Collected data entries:
___

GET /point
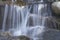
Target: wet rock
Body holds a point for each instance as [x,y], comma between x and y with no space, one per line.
[56,7]
[51,34]
[22,37]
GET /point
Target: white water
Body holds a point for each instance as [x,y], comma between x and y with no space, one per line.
[19,17]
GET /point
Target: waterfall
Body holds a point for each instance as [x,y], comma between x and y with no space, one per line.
[19,18]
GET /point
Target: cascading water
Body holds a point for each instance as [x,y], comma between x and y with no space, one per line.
[18,17]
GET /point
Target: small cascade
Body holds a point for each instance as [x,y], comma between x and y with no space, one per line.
[19,17]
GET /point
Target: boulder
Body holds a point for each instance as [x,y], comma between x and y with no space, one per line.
[56,7]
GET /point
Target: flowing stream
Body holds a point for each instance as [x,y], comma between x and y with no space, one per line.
[19,22]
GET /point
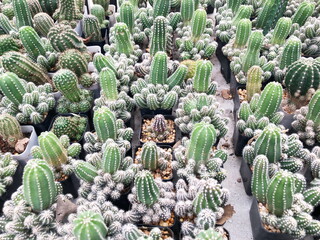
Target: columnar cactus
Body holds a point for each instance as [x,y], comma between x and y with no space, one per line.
[89,226]
[159,35]
[22,13]
[39,188]
[105,124]
[199,147]
[280,193]
[22,66]
[254,82]
[301,79]
[91,28]
[68,12]
[150,156]
[42,23]
[146,189]
[10,129]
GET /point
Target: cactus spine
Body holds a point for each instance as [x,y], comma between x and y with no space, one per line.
[280,192]
[149,156]
[198,24]
[202,78]
[252,55]
[203,136]
[105,124]
[22,13]
[89,225]
[10,129]
[159,35]
[52,150]
[39,187]
[146,189]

___

Verbatim transcription needed, from the opening line of the entries above through the line containing "Target: columnar cactus"; pictures do not belong in it.

GET /point
Target: wet rock
Body holds a point for each instance as [x,y], comma between x and y with no space, one per line.
[56,7]
[51,34]
[22,37]
GET /point
Target: white water
Body holds a point for each instance as [x,y], comma between x and y with no space, one per line.
[19,17]
GET /point
Target: waterfall
Body holds a point for each instance as [x,y], comma between x and y with no space, one per line.
[19,18]
GET /point
Target: cascading water
Body holds a point for each instance as [x,y], comma between x and y with no space, one per line.
[18,17]
GET /point
Target: small cascade
Body holds a point for each instance as [x,y], comma between x and y with no space, one per line.
[19,17]
GET /point
Target: boulder
Body holds a point for each instance as [x,y], comma between x and y with no space, one per line.
[56,7]
GET /point
Target: flowing stream
Body holds a point for each instance as [x,y], comma between x and y with no space, one per line.
[19,22]
GET /point
Target: columnar cactus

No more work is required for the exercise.